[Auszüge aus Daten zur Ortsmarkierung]
○ ○ ○ ○

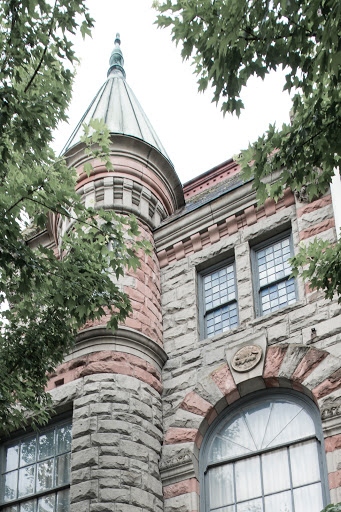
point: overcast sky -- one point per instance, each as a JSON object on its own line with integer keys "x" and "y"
{"x": 193, "y": 131}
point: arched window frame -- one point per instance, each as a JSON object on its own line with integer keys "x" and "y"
{"x": 233, "y": 410}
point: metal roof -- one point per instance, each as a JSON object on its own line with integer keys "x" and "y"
{"x": 118, "y": 106}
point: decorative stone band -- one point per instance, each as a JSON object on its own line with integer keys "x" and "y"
{"x": 306, "y": 369}
{"x": 122, "y": 194}
{"x": 125, "y": 352}
{"x": 226, "y": 227}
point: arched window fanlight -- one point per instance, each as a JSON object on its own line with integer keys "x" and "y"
{"x": 265, "y": 456}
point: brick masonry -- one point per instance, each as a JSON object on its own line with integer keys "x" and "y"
{"x": 302, "y": 350}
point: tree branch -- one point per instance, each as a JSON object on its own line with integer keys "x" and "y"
{"x": 44, "y": 51}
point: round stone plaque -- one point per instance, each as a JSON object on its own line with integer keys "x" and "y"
{"x": 246, "y": 358}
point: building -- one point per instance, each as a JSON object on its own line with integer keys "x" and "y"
{"x": 222, "y": 391}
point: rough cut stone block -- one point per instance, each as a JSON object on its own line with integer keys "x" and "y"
{"x": 81, "y": 506}
{"x": 80, "y": 475}
{"x": 292, "y": 358}
{"x": 83, "y": 491}
{"x": 196, "y": 404}
{"x": 84, "y": 458}
{"x": 113, "y": 495}
{"x": 184, "y": 503}
{"x": 142, "y": 498}
{"x": 112, "y": 461}
{"x": 81, "y": 443}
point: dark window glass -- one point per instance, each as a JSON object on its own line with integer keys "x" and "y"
{"x": 35, "y": 472}
{"x": 219, "y": 300}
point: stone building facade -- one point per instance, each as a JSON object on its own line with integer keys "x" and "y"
{"x": 222, "y": 391}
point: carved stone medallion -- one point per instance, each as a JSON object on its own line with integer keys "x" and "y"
{"x": 246, "y": 358}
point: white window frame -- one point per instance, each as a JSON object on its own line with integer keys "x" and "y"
{"x": 203, "y": 312}
{"x": 225, "y": 417}
{"x": 255, "y": 270}
{"x": 14, "y": 504}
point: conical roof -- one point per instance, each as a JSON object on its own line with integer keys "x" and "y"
{"x": 118, "y": 106}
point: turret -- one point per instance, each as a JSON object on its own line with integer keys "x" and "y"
{"x": 117, "y": 420}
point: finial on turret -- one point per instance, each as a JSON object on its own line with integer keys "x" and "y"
{"x": 116, "y": 61}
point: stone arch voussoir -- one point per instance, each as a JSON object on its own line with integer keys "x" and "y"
{"x": 304, "y": 368}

○ ○ ○ ○

KURZE AUFGABE: Gib sämtliche Datensätze oben Zeile für Zeile unverändert wieder. Die Bilder sollen in deiner Antwort fehlen.

LÖSUNG:
point: overcast sky -- one point per instance, each as a JSON object on its own line with integer keys "x" and "y"
{"x": 193, "y": 131}
point: arched window frame -- one point per instance, each as a JSON object on its own line with integer keys "x" and "y"
{"x": 233, "y": 410}
point: metal roof -- one point per instance, each as a JSON object on its own line with integer keys "x" and "y"
{"x": 118, "y": 106}
point: decorative stone band -- one point per instance, each as a JSON object on its own line with integer keys "x" and "y"
{"x": 306, "y": 369}
{"x": 122, "y": 194}
{"x": 125, "y": 352}
{"x": 226, "y": 227}
point: arched window fanlight -- one point per instance, each as a JSON object on its own line with integer keys "x" and "y"
{"x": 265, "y": 456}
point: brick masonry -- one point per instance, each as a JSON object on its own line with integer keys "x" and "y"
{"x": 302, "y": 350}
point: tree branch -- one point per instance, each as a JSON object on its own line with integer keys "x" and "y"
{"x": 44, "y": 51}
point: round stone plaque -- one point per instance, each as a JSON object on its own line with integer keys "x" and "y"
{"x": 246, "y": 358}
point: building -- one point per instance, each as a JSON object on its own line with integer keys "x" and "y"
{"x": 222, "y": 391}
point: rough cut stone block -- one point per instance, each as a JSON object on its own line with integer keys "x" and "y"
{"x": 81, "y": 506}
{"x": 80, "y": 475}
{"x": 292, "y": 358}
{"x": 83, "y": 491}
{"x": 196, "y": 404}
{"x": 84, "y": 458}
{"x": 113, "y": 495}
{"x": 184, "y": 503}
{"x": 142, "y": 498}
{"x": 112, "y": 461}
{"x": 81, "y": 443}
point: dark window glass -- one point per instance, each as a JSON object on its own line with integer keys "x" and "y"
{"x": 35, "y": 472}
{"x": 219, "y": 300}
point: stone building facade -- one point per instance, each as a JSON object on its own line with integer keys "x" and "y"
{"x": 222, "y": 391}
point: carved stone medallion -- one point per instance, each as a JSON object on its own line with integer keys "x" and "y"
{"x": 246, "y": 358}
point: white window frame -- one point per instance, each as a JSON object on its own line with integer keys "x" and "y"
{"x": 203, "y": 312}
{"x": 225, "y": 417}
{"x": 255, "y": 270}
{"x": 14, "y": 504}
point: conical roof -- one point per instance, each as a JSON object on its own line with integer keys "x" and "y"
{"x": 118, "y": 106}
point: turret -- one point per instance, each as a JSON object on its own line with integer keys "x" and "y"
{"x": 117, "y": 420}
point: finial on turret -- one point per instance, each as a JSON object on its own line with integer keys "x" and "y"
{"x": 116, "y": 61}
point: stone arch voussoir -- one point per instance, each as a JSON object on its own line with integer keys "x" and "y"
{"x": 304, "y": 368}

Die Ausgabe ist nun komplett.